■ Text excerpt:
I’ve been asked by textbook publishers if I had an interest in writing a textbook, my answer was always an emphatic ‘no.’ I don’t even like textbooks and I try not to use them because, let’s face it, if I find them overly simplistic and dull, it’s not hard to understand why my students buy them but rarely read them. And education research is pretty clear: reading textbooks is one of the worst possible ways to actually learn something.
Introductory textbooks are superficial and attempt to cover every possible aspect of a topic, but without any depth. Relevance and appreciation comes from deeper understanding. Instead, I find it works better to address a relevant topic with a good non-fiction book on the issue, and then use that as a way to discuss the science and biology behind it. One of my favorite books currently is Unquenchable by Robert Glennon (2009, Island Press, ISBN 9781597266390). I begin my environmental science class with this book to emphasize the absolute dependence of life on water, the complete orientation of human society around it, the consequences of having unclean and polluted water sources, and the numerous dangers we are facing with its increasing scarcity, and yet we barely recognize that there is a problem. If anything, Glennon’s presentation makes the situation sound worse.
Millions of people die each year around the world as a consequence of unclean and scarce water. In the US, 25% of our domestic water, the cleanest and most dependable municipal water on earth, is used to flush our toilets after we pee on it. Isn’t that more relevant?

■ Recorded data:

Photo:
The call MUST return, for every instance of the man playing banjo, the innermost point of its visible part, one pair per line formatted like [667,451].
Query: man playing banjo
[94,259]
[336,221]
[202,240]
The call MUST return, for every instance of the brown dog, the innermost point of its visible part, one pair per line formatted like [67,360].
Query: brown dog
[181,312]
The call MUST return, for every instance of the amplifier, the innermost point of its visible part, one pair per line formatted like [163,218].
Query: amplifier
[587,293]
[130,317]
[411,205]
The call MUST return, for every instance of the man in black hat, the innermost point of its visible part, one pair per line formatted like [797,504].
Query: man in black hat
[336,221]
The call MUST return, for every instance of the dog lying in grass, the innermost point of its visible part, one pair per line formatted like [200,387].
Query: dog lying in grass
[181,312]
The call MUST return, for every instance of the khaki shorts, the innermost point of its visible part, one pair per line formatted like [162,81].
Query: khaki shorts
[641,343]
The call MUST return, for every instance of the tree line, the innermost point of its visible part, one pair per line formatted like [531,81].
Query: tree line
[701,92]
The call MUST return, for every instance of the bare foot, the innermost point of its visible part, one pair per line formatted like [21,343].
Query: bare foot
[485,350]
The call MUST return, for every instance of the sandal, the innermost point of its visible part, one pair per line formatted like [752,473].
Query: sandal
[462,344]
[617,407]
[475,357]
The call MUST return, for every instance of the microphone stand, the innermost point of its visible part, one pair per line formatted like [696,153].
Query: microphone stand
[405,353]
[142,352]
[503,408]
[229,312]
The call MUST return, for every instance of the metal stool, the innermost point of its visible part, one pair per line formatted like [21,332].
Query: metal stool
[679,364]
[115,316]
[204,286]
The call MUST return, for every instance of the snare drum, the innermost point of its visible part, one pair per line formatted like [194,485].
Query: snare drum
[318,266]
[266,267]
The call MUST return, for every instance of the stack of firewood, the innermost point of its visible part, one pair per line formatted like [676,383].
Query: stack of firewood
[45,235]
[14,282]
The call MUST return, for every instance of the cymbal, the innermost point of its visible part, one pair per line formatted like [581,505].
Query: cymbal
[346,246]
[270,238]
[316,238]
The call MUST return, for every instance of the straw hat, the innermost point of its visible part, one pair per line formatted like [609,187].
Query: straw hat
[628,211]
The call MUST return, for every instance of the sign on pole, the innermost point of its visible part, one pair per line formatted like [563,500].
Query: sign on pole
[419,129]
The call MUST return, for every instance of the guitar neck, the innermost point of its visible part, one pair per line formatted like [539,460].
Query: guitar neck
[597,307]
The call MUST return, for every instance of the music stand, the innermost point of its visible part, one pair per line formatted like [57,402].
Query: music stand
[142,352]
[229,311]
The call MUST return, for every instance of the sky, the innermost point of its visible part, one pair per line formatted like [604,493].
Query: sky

■ Action item: Write out the text about textbooks word for word, from "Millions of people" up to and including "that more relevant?". Nothing in the rows matters for this work.

■ Exercise result:
Millions of people die each year around the world as a consequence of unclean and scarce water. In the US, 25% of our domestic water, the cleanest and most dependable municipal water on earth, is used to flush our toilets after we pee on it. Isn’t that more relevant?